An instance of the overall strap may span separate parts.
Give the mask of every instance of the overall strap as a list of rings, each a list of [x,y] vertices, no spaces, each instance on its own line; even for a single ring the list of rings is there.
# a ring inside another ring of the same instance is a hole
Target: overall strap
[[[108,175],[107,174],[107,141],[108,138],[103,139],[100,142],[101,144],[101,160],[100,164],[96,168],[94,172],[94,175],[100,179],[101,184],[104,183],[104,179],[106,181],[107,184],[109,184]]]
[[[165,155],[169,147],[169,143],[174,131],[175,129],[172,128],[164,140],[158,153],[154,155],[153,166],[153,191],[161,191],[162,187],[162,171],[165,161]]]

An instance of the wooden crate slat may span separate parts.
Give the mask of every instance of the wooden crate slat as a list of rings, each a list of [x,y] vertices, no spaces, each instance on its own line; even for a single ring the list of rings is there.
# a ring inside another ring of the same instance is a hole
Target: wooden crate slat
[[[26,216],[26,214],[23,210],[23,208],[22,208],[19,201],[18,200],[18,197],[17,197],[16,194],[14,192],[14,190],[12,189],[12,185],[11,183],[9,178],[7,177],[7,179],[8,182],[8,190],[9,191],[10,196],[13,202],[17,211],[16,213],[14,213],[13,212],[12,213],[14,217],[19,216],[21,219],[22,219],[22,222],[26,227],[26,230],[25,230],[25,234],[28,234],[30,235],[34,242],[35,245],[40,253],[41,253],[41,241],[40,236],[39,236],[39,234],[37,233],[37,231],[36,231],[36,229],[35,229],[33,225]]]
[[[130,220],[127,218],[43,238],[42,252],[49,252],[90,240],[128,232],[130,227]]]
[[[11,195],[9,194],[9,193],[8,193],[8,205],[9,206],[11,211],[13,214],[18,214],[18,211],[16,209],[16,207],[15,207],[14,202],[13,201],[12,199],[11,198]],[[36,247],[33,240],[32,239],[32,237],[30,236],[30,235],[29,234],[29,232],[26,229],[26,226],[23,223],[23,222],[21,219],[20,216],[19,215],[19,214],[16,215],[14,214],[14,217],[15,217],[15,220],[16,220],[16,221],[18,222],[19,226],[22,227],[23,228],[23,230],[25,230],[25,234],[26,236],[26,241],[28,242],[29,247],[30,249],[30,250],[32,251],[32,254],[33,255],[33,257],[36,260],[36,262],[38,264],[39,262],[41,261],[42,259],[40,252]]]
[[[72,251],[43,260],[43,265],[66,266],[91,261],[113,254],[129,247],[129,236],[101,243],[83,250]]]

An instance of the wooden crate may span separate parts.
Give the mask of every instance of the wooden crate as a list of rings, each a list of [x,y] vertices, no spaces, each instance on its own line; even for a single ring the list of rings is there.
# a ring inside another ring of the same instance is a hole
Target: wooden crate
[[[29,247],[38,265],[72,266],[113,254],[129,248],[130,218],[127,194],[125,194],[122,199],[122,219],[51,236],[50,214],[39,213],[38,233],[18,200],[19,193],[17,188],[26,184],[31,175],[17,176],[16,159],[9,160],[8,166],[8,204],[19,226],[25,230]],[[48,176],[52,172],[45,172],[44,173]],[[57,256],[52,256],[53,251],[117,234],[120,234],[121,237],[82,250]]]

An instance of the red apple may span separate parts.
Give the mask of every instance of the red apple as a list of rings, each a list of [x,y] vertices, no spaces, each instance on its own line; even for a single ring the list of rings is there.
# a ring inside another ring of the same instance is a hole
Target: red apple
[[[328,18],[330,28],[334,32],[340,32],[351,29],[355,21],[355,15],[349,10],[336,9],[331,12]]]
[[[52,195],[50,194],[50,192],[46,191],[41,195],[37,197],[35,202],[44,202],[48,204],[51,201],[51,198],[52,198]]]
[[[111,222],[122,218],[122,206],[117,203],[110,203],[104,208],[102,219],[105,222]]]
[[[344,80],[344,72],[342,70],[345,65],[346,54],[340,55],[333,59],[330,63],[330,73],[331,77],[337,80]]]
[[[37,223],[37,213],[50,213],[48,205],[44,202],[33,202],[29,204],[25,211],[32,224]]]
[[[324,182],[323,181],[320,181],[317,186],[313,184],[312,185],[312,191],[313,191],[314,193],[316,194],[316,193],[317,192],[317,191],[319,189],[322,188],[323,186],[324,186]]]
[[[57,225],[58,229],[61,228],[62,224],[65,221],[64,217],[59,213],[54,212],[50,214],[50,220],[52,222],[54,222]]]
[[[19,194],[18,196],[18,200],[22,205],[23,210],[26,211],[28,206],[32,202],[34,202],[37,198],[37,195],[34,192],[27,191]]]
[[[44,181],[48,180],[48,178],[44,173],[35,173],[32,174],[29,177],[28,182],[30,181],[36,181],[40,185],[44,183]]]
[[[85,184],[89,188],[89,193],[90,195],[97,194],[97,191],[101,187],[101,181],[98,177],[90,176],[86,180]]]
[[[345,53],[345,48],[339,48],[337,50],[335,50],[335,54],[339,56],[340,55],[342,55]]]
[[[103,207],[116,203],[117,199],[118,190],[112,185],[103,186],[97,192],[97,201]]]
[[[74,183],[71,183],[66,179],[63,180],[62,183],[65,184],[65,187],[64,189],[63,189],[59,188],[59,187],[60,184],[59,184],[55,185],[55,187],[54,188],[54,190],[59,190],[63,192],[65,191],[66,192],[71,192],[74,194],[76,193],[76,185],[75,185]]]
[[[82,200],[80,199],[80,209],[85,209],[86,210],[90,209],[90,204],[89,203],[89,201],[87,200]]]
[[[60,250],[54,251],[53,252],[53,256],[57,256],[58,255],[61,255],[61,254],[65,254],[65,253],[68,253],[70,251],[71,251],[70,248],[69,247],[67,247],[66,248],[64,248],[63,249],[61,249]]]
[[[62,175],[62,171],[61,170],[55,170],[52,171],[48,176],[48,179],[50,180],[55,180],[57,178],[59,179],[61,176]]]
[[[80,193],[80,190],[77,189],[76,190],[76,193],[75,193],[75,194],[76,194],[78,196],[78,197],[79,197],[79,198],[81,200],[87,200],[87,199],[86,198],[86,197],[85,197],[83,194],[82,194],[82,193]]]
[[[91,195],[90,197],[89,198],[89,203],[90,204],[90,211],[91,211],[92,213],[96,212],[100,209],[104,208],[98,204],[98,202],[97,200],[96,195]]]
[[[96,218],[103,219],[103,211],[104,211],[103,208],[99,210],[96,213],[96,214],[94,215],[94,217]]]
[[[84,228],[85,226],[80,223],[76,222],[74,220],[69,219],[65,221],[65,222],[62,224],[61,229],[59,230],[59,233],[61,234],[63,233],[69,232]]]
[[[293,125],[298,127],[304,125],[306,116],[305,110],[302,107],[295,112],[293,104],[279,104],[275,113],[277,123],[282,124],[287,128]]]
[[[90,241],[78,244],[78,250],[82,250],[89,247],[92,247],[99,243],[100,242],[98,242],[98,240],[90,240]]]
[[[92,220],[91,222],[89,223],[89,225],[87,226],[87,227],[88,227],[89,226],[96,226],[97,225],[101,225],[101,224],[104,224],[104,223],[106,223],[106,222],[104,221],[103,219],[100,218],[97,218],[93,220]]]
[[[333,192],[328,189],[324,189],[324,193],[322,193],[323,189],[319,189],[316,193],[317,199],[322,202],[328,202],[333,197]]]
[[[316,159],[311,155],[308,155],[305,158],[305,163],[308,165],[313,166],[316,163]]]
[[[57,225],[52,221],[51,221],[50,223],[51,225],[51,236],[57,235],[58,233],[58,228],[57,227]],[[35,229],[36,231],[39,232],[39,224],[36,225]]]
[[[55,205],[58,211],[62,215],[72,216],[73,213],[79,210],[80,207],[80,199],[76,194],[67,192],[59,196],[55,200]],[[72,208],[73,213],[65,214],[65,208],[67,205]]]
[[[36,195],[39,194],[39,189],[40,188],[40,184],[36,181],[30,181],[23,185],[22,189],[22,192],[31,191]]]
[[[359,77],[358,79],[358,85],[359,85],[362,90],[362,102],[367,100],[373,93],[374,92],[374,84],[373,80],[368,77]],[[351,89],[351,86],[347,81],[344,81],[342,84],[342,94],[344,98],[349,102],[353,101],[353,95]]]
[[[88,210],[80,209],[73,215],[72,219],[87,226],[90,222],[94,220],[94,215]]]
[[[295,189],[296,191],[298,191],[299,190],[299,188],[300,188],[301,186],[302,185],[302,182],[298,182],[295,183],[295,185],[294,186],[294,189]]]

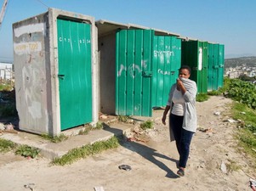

Exercise objective: How many lines in the records above contain the string "strap", with case counting? Reply with the number alone.

Task solution: 3